• [Given problem]
Please answer these questions about the RTT data loader script:
1. Into which PostgreSQL table does the script load the data?
2. What value is PATHWAY_TYPE set to in the user input?
3. How many metrics are listed under 'Incomplete' in the metric lookup table?

• [Document section]
══════════════════════════════

## Commissioner-Level RTT Data Loader (Incomplete & DTA)

This script processes RTT (Referral to Treatment) data for NHS commissioners (National, Region, and ICB levels) and loads it into the `rtt_data` table in PostgreSQL.

### Functionality:
- **User Input**: The script accepts a file path, year, month, and pathway type (`'Incomplete'` or `'DTA'`).
- **Sheet Handling**: Automatically iterates through predefined sheets depending on the selected pathway type, ignoring irrelevant ones.
- **Cleaning**:
  - Skips national rows from Region/ICB sheets to prevent duplication.
  - Parses and converts percentage strings into float values.
- **Transformation**: Data is melted into long format and enriched with metadata (year, month, pathway type, geo level).
- **Atomic Insert**: Ensures all sheets are processed and merged before a single DB write is attempted — enabling all-or-nothing integrity.

This script ensures a consistent and clean ingestion pipeline for all commissioner-level RTT performance data, ready for querying and visualization.


In [1]:
import pandas as pd
from sqlalchemy import create_engine
from sqlalchemy.exc import SQLAlchemyError

In [None]:
# === USER INPUT ===
FILE_PATH = '../data/commissioner/Incomplete_apr2023_march_2024/Incomplete-Commissioner-12-Mar24.xlsx'
YEAR = 2024
MONTH = 3
PATHWAY_TYPE = 'DTA'  # 'Incomplete', 'DTA'

# === METRIC LOOKUP TABLE ===
METRICS_LOOKUP = {
    'Incomplete': [
        'Total number of incomplete pathways',
        '% within 18 weeks',
        'Average (median) waiting time (in weeks)',
        '92nd percentile waiting time (in weeks)',
        'Total 52 plus weeks'
    ],
    'DTA': [
        'Total number of incomplete pathways with a decision to admit for treatment',
        '% of incomplete pathways with a decision to admit for treatment'
    ]
}

# === DB CONNECTION ===
engine = create_engine("postgresql://postgres:<password>@localhost:5432/nhs_dashboard")

# === SHEET CONFIG ===
SHEETS = [
    ('National', 'National', 'NAT', 'NHS ENGLAND'),
    ('National with DTA', 'National', 'NAT', 'NHS ENGLAND'),
    ('Region', 'Region', None, None),
    ('Region with DTA', 'Region', None, None),
    ('ICB', 'ICB', None, None),
    ('ICB with DTA', 'ICB', None, None),
]

# === PROCESS EACH SHEET (all or nothing) ===
all_dfs = []


try:
    for sheet_name, geo_level, fixed_code, fixed_name in SHEETS:
        print(f"Preparing to process sheet: {sheet_name} for PATHWAY_TYPE: {PATHWAY_TYPE}")

══════════════════════════════

• [Collected material]
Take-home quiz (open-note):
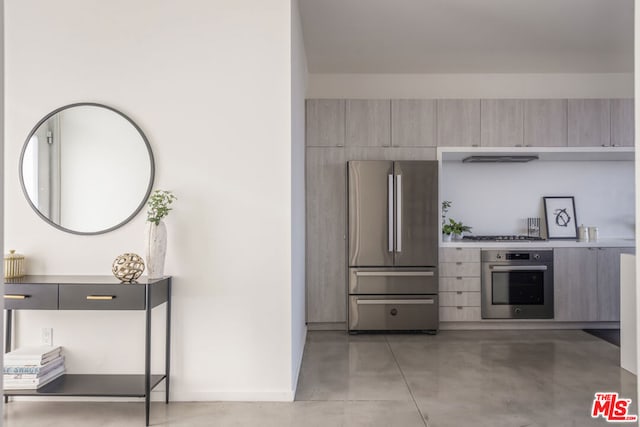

══════════════════════════════

• [Written reply]
1. `rtt_data`
2. `'DTA'`
3. Five